**What this exercise asks**
• a. In the article on Utah's mink COVID-19 case, who declared a state of emergency on March 6, 2020?
• b. What adjectives does the article on Utah's mink COVID-19 case use to describe the minks themselves, not their pelts?
• c. Write out the passage of the article on Utah's mink COVID-19 case from "Thursday, January 21, 2021" to "colorful, luxurious pelts.".

**Text excerpt**
Thursday, January 21, 2021

Why Utah’s wild mink COVID-19 case matters

On March 6, 2020, a sexagenarian Utahn, who returned to the east shore of the Great Salt Lake after vacationing on the coronavirus-haunted Grand Princess cruise ship, tested positive for COVID-19. It was the pandemic’s first knock on Utah’s door. Then-Governor Gary Herbert declared a state of emergency on the same day. In the following months, COVID-19 would spread to over 300,000 people in the state and wreak havoc on at least 12,000 minks, the discreet, short-legged, fluffy mammals known for their colorful, luxurious pelts.

The country’s first cases in mink were confirmed in mid-August, when two employees working at Utah fur farms infected five minks. Suspecting spillover of the virus to wildlife, researchers with the United States Department of Agriculture began to screen wildlife for COVID-19 in proximity to fur farm outbreaks. In December, their worry was confirmed: A wild mink, trapped just outside of a farm tested positive.

**Entries shown**
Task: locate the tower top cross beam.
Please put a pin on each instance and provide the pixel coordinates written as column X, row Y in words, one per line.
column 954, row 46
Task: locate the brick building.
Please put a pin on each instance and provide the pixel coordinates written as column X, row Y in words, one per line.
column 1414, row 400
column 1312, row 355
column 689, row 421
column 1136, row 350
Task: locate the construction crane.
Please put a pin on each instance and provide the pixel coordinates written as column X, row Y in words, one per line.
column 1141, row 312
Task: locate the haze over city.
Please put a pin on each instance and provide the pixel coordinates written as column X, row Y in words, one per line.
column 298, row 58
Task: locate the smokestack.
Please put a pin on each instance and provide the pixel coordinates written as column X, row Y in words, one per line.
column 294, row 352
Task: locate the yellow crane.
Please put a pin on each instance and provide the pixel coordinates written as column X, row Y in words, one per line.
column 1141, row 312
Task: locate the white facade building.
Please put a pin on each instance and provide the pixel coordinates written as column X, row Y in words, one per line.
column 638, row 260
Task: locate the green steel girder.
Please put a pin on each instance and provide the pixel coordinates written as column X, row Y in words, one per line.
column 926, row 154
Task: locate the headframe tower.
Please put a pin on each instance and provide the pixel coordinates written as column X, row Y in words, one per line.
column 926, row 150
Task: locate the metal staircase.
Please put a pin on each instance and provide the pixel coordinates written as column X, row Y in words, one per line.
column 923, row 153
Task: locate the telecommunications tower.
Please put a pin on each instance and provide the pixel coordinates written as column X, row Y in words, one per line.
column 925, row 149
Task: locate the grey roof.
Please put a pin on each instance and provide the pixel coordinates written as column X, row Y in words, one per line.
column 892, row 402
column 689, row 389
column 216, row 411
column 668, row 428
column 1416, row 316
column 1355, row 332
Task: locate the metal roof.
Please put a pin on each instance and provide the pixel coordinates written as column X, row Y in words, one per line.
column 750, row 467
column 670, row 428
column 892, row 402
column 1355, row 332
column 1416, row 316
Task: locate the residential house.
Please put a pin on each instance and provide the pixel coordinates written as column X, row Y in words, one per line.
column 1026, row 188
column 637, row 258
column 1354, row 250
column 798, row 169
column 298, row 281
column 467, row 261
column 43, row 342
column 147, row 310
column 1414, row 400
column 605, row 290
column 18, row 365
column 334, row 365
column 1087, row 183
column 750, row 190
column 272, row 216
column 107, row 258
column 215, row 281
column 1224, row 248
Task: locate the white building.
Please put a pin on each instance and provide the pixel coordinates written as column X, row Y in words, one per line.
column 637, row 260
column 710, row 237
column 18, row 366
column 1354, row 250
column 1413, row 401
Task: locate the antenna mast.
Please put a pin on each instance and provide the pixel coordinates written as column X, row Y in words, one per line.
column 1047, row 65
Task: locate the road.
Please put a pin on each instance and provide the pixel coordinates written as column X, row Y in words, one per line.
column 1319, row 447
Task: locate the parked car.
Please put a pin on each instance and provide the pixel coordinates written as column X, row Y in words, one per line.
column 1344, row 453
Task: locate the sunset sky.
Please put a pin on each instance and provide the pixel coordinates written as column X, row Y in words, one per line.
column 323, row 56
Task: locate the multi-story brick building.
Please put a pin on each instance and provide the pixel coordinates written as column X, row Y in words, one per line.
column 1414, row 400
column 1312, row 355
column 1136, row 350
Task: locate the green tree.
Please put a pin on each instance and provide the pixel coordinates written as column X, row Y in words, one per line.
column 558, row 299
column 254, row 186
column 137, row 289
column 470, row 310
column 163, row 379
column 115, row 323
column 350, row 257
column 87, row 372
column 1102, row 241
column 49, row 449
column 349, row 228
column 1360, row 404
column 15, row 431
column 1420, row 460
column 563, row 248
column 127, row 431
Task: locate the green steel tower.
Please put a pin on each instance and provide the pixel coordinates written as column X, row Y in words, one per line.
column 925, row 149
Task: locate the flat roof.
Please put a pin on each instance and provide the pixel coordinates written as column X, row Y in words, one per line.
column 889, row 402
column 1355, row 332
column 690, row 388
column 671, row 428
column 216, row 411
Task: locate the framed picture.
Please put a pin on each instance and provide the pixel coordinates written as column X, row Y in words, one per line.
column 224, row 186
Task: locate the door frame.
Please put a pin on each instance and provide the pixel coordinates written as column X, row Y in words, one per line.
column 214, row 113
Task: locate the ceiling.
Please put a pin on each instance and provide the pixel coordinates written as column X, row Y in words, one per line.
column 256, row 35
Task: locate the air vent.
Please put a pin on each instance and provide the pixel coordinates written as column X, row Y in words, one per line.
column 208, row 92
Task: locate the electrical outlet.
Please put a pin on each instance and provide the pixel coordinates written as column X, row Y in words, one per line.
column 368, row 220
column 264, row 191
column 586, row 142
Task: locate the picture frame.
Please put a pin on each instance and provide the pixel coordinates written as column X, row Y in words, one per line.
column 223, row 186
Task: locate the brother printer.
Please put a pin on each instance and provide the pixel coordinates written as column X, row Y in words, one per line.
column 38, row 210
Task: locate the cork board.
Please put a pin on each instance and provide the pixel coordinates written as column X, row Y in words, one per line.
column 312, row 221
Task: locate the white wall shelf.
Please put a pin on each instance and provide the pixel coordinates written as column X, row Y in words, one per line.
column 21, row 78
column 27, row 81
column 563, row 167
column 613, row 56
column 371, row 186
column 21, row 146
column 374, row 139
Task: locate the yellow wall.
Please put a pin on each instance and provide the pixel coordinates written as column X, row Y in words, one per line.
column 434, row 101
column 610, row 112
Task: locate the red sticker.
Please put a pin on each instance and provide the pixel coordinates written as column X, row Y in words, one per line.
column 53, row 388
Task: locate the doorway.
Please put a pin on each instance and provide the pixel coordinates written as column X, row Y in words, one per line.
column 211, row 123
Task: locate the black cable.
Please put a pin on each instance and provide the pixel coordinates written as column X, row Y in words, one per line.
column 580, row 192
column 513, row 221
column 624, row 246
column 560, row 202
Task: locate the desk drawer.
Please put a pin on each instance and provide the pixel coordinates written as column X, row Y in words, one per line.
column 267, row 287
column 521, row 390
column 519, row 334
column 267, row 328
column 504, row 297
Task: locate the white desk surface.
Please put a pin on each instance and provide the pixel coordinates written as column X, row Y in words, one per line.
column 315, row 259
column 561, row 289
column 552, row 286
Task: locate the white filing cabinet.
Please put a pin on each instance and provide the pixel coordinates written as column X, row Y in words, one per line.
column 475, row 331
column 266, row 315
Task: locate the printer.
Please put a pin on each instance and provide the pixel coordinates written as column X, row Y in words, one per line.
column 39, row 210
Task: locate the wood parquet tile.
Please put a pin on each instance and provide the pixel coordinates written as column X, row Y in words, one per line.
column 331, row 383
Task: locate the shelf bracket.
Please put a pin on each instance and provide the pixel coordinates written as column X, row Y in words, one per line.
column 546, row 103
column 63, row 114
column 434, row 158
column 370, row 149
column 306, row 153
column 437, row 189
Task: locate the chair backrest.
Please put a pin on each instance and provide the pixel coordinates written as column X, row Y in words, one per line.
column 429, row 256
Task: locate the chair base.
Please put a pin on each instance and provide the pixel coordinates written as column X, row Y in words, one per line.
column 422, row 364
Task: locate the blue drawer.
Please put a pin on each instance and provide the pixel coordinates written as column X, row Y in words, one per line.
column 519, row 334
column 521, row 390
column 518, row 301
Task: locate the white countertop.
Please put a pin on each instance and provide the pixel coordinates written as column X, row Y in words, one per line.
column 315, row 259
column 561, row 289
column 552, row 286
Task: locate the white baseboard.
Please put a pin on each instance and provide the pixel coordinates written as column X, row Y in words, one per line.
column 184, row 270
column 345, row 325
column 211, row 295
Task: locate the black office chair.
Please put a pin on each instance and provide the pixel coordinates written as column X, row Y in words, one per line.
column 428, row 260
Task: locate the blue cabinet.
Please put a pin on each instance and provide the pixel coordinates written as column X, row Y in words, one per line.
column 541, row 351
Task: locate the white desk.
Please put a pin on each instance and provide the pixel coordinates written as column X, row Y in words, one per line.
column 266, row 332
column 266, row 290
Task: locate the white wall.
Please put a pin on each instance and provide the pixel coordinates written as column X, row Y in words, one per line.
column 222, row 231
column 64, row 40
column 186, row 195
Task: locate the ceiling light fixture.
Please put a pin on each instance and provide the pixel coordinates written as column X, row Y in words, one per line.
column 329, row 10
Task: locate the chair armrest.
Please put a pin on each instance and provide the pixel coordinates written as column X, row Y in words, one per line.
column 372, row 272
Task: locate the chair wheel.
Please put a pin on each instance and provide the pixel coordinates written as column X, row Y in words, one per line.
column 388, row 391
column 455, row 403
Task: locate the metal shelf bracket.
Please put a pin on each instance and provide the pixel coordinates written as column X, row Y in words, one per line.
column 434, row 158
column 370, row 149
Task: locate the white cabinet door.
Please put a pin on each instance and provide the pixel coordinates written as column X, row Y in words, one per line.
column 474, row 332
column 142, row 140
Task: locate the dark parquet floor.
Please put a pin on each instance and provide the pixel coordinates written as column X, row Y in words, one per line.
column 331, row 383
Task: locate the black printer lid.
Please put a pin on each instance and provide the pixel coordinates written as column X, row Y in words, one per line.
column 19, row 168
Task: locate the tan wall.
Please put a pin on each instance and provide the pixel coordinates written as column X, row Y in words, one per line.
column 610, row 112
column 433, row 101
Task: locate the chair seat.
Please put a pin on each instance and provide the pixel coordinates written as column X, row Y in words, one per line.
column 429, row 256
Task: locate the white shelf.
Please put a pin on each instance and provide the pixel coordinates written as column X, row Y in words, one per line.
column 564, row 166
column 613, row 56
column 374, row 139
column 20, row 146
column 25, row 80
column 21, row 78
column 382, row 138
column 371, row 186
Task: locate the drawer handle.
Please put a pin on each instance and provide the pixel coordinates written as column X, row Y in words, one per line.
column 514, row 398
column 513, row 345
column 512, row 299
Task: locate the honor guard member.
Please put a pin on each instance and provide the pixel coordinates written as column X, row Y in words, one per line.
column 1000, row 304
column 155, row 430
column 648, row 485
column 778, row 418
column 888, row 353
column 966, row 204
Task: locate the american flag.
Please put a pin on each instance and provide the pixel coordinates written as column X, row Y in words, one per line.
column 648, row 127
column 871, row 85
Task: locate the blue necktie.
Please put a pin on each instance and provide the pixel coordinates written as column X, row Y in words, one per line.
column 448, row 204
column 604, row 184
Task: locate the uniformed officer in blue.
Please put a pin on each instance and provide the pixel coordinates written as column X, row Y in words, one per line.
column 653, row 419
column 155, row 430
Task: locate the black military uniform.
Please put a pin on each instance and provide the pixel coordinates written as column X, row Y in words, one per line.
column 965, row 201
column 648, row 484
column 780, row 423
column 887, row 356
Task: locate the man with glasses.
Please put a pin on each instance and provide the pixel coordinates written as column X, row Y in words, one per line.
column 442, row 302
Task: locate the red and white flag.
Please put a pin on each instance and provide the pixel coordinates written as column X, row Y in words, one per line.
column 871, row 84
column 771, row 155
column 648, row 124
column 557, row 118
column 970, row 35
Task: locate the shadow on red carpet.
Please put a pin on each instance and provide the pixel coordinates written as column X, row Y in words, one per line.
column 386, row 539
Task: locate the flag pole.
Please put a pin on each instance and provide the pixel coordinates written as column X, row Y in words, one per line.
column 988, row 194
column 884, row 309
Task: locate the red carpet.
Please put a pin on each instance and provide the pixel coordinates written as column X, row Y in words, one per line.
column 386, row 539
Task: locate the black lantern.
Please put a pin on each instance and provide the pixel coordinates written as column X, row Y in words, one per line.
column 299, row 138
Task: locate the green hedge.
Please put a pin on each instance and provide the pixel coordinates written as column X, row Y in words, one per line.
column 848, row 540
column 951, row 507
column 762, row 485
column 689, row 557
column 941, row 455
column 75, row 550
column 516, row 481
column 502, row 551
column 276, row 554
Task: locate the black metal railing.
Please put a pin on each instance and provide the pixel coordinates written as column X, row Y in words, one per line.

**Answers for the tasks**
• a. Then-Governor Gary Herbert.

• b. Discreet, short-legged, fluffy

• c.
Thursday, January 21, 2021

Why Utah’s wild mink COVID-19 case matters

On March 6, 2020, a sexagenarian Utahn, who returned to the east shore of the Great Salt Lake after vacationing on the coronavirus-haunted Grand Princess cruise ship, tested positive for COVID-19. It was the pandemic’s first knock on Utah’s door. Then-Governor Gary Herbert declared a state of emergency on the same day. In the following months, COVID-19 would spread to over 300,000 people in the state and wreak havoc on at least 12,000 minks, the discreet, short-legged, fluffy mammals known for their colorful, luxurious pelts.